___ Dostarczony materiał
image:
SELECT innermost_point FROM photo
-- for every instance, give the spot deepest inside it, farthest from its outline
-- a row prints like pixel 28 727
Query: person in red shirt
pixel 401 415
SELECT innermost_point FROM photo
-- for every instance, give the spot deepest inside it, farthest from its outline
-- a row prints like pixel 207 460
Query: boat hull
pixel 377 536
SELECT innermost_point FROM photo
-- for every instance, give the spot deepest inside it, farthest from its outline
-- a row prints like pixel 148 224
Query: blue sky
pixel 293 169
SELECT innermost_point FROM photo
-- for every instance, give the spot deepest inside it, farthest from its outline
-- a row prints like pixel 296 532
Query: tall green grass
______
Cel ćwiczenia: Przepisz wszystkie powyższe wpisy razem z poleceniami i pomnóż przez 0,75 każdą współrzędną punktu w odpowiedziach. Wyniki zaokrąglij do liczb całkowitych, połówki w górę, a liczb w poleceniach i we wzorach formatu nie zmieniaj.

Rozwiązanie zadania:
image:
SELECT innermost_point FROM photo
-- for every instance, give the spot deepest inside it, farthest from its outline
-- a row prints like pixel 28 727
Query: person in red shirt
pixel 301 311
SELECT innermost_point FROM photo
-- for every instance, give the spot deepest inside it, farthest from its outline
-- a row prints like pixel 207 460
Query: boat hull
pixel 283 402
SELECT innermost_point FROM photo
-- for every instance, give the spot deepest inside it, farthest from its outline
-- a row prints like pixel 148 224
Query: blue sky
pixel 220 127
SELECT innermost_point FROM photo
-- for every instance, give the spot deepest inside it, farthest from its outline
-- a row prints like pixel 296 532
Query: tall green grass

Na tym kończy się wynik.